• EXERCISE: Line count for the string "wooden" in the records below: report that figure and nothing else.

• RECORD EXTRACTS:
################

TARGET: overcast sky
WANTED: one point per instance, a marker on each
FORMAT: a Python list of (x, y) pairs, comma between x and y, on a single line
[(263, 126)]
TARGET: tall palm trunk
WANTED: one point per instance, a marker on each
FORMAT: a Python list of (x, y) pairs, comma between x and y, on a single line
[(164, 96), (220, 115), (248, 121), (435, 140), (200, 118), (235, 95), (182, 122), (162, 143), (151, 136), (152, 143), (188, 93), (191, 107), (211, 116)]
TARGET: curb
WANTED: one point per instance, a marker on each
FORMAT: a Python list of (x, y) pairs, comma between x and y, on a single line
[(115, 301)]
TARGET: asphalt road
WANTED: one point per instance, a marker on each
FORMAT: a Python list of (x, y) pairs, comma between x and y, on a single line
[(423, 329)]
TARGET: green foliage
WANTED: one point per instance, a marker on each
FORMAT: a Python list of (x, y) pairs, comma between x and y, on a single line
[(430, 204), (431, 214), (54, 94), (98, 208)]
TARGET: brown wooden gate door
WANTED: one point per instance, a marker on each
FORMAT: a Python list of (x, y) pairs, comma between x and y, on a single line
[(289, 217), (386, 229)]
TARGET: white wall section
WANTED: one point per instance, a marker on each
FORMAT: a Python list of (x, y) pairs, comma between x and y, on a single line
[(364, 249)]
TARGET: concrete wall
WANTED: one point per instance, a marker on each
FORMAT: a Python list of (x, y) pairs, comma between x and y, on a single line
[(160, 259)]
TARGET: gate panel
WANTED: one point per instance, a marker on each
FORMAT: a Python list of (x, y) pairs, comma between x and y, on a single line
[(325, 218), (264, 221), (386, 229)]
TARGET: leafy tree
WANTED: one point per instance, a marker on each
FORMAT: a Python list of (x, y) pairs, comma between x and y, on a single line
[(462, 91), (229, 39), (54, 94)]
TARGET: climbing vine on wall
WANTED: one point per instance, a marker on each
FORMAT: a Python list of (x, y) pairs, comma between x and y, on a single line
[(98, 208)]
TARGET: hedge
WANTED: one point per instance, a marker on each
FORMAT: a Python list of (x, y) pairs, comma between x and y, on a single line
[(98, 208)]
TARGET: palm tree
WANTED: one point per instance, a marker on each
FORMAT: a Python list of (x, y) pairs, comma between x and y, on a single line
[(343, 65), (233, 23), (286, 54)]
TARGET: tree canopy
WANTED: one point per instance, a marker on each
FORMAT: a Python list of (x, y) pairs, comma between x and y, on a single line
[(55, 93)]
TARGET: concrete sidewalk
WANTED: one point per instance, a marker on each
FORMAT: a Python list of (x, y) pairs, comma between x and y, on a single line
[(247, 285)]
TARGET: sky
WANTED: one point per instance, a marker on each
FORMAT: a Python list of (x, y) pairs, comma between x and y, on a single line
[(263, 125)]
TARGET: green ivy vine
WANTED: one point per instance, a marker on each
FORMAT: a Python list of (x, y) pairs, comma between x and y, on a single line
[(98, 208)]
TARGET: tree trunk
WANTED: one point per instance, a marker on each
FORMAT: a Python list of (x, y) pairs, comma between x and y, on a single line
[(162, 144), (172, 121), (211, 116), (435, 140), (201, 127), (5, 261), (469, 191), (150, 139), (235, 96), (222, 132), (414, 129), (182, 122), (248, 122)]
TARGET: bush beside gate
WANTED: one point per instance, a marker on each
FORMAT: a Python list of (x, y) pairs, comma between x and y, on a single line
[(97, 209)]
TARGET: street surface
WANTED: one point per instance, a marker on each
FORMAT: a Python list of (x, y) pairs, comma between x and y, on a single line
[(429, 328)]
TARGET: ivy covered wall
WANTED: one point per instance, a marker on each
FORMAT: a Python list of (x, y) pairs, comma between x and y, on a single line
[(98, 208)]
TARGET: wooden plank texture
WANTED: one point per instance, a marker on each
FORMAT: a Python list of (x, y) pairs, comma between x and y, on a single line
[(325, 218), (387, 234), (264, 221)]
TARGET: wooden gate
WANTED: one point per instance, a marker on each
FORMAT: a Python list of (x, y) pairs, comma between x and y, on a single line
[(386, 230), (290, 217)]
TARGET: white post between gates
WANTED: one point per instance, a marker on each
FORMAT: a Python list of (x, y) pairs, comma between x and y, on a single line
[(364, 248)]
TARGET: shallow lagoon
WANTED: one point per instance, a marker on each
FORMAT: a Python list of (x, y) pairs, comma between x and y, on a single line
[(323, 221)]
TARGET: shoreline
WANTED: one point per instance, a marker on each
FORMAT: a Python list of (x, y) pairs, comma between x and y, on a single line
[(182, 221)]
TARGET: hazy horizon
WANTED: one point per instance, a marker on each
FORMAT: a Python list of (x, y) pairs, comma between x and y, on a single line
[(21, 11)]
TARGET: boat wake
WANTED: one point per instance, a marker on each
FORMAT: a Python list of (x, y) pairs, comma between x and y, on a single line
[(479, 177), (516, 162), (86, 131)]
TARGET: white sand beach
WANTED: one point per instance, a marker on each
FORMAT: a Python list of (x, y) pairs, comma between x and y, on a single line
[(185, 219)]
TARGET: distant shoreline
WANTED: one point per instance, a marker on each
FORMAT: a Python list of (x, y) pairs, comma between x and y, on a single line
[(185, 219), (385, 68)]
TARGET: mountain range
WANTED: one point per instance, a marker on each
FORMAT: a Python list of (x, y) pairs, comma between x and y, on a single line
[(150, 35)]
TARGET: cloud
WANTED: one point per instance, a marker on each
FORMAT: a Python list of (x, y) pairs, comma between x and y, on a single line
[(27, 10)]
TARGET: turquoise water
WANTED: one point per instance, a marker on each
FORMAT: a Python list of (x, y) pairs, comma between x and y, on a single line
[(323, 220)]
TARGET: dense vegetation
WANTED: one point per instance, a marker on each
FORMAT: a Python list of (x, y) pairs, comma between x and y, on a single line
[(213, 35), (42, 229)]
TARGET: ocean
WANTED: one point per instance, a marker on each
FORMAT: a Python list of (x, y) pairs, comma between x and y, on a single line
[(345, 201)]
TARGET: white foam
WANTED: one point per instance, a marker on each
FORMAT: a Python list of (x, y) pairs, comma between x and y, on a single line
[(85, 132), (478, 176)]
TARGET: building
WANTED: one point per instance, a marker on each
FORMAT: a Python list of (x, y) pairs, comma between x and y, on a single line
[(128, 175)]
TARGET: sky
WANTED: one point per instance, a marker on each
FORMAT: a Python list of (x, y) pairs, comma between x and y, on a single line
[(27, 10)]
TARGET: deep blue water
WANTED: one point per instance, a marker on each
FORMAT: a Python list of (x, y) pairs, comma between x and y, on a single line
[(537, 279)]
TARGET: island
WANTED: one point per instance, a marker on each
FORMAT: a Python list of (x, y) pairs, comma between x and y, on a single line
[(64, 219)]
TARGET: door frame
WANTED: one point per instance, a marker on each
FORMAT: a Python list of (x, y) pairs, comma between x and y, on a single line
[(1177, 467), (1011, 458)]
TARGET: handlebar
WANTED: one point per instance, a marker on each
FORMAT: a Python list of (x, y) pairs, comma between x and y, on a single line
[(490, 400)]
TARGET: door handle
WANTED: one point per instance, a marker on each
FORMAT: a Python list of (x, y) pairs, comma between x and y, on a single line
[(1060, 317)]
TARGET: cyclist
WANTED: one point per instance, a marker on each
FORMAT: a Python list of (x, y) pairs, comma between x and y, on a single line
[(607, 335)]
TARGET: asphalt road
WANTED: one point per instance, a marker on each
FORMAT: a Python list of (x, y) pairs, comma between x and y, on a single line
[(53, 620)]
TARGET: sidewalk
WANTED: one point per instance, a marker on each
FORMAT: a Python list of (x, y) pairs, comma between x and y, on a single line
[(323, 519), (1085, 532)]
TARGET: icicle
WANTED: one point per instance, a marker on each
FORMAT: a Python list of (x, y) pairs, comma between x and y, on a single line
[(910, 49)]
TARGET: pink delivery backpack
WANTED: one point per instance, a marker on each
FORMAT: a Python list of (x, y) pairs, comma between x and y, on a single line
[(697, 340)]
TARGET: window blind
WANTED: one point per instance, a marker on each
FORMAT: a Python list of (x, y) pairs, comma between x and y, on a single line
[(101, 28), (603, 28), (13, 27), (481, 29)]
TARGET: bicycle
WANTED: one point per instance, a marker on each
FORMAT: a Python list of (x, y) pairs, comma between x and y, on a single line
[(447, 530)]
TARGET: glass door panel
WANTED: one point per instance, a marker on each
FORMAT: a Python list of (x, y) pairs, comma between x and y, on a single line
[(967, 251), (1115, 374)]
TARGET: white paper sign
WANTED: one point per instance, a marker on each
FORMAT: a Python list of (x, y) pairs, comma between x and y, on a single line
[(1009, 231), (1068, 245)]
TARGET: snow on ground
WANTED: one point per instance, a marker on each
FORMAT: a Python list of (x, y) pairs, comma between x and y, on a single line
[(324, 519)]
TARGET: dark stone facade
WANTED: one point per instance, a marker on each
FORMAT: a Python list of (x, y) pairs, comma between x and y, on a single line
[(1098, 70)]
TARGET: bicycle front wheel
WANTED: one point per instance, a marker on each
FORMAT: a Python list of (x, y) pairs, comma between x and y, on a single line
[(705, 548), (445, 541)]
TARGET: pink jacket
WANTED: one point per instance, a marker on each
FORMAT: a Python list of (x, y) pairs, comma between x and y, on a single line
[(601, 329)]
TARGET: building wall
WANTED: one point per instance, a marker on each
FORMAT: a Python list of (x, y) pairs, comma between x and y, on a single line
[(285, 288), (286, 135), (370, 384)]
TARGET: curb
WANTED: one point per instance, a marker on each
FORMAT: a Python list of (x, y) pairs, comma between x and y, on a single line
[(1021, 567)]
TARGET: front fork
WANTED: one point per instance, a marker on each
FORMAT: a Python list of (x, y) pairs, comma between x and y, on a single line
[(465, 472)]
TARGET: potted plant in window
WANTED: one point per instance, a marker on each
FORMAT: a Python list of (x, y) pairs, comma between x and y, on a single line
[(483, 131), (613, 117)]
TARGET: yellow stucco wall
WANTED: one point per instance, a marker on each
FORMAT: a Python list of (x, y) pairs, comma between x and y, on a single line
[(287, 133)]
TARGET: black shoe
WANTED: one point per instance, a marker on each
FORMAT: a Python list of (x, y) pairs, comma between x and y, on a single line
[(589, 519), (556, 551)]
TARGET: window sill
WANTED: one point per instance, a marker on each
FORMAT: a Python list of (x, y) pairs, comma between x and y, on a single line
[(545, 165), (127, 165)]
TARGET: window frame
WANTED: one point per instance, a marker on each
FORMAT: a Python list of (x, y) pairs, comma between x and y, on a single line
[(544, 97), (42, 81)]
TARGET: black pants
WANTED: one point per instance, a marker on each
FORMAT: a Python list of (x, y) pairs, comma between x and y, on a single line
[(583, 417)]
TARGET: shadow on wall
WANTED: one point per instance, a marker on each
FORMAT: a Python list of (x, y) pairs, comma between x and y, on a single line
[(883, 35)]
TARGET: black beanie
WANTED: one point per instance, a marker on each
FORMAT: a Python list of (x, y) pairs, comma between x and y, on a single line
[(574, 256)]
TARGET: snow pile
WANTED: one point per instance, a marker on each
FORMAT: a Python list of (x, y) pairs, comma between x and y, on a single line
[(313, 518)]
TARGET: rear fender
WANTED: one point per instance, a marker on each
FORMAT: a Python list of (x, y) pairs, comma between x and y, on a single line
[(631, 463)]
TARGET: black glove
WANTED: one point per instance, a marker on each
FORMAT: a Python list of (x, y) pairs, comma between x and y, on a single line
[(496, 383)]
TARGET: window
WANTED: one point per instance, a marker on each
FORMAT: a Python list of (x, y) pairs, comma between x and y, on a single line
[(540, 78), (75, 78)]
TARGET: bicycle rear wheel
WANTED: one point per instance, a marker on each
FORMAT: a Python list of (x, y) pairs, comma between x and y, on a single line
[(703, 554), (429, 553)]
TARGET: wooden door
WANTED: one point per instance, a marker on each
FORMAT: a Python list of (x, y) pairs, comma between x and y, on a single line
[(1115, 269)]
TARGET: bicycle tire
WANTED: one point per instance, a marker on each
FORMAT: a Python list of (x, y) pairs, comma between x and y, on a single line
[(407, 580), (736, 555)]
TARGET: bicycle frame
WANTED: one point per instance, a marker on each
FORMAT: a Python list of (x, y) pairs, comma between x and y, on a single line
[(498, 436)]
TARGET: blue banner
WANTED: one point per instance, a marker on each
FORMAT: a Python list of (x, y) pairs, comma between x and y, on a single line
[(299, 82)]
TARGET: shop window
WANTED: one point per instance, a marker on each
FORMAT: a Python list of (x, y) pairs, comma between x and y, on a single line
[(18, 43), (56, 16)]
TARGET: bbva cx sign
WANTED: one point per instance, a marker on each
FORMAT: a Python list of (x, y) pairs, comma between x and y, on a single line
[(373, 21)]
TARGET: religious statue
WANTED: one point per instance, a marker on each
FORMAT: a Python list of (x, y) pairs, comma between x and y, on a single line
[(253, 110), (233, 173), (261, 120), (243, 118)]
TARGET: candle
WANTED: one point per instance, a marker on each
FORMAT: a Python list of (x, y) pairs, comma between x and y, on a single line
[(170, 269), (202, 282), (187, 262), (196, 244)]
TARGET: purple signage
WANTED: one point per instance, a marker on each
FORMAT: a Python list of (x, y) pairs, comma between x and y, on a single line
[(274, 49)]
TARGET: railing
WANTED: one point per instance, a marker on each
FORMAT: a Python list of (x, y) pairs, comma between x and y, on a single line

################

• RESULT OF THE TASK: 4